EXERCISE PROMPT: Would you print the records below without changing anything?

[Dataset records]
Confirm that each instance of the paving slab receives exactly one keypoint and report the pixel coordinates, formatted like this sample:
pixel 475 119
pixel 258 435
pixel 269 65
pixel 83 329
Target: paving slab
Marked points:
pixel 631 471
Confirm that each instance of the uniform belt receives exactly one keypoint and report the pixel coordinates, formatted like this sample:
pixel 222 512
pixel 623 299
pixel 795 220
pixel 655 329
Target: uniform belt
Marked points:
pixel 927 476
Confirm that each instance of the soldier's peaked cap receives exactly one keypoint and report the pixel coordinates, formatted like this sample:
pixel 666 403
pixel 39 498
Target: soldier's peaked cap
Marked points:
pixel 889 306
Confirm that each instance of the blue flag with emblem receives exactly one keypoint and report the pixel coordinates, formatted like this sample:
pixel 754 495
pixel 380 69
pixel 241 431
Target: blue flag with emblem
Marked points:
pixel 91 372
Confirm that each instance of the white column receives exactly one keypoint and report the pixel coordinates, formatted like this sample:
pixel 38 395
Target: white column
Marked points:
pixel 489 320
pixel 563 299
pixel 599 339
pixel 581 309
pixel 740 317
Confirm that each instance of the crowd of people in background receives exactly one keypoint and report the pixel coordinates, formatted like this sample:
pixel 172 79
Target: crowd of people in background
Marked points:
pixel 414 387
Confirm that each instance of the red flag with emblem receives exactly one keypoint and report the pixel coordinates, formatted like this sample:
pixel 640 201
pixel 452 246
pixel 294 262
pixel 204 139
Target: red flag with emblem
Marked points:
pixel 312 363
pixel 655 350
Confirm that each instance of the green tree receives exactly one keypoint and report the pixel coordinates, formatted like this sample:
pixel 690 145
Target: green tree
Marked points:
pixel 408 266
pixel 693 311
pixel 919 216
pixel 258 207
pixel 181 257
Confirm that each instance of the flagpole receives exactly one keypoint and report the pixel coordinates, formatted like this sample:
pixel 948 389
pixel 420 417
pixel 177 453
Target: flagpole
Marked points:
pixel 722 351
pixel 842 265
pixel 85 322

RESULT BELOW:
Confirm that each instance of the paving slab receives exactly one keypoint and report the pixel coordinates, formatted like this sample:
pixel 475 119
pixel 258 435
pixel 269 65
pixel 83 329
Target: paving slab
Marked points:
pixel 631 471
Confirm that each instance of the uniform belt receives exactly one keypoint and report the pixel coordinates, formatted like this sample:
pixel 222 512
pixel 623 299
pixel 795 220
pixel 655 329
Target: uniform belt
Marked points:
pixel 927 476
Confirm that each instance of the soldier's peaked cap receives exactly one keypoint and report the pixel coordinates, formatted like this sample:
pixel 666 403
pixel 39 498
Target: soldier's peaked cap
Marked points:
pixel 889 306
Confirm that each instance of the blue flag with emblem receives exactly one keypoint and report the pixel coordinates, formatted like this sample:
pixel 754 495
pixel 380 69
pixel 241 431
Target: blue flag with emblem
Marked points:
pixel 91 372
Confirm that each instance of the white column receives exactly one keypoint and report the pixel coordinates, formatted like this sample:
pixel 38 395
Target: white column
Marked points:
pixel 489 320
pixel 563 299
pixel 599 339
pixel 581 309
pixel 740 317
Confirm that each instance of the crowd of people in background receives exactly one keypoint and report the pixel coordinates, formatted like this sample:
pixel 172 79
Target: crowd of people in background
Marked points:
pixel 414 387
Confirm that each instance of the red flag with emblem receives exactly one keypoint and report the pixel coordinates, formatted like this sample:
pixel 640 201
pixel 452 246
pixel 294 262
pixel 204 139
Target: red flag with emblem
Marked points:
pixel 312 363
pixel 655 350
Confirm that each instance of the green tree receives exactly one keypoint and report the pixel coordinates, formatted like this sample:
pixel 690 145
Target: green tree
Marked points:
pixel 408 266
pixel 693 311
pixel 919 216
pixel 258 207
pixel 181 257
Confirm that each instance of the flagpole receives exactly one keypoint and report the pixel coordinates, formatted like this sample:
pixel 948 389
pixel 420 417
pixel 177 453
Target: flagpole
Marked points:
pixel 722 351
pixel 842 265
pixel 85 322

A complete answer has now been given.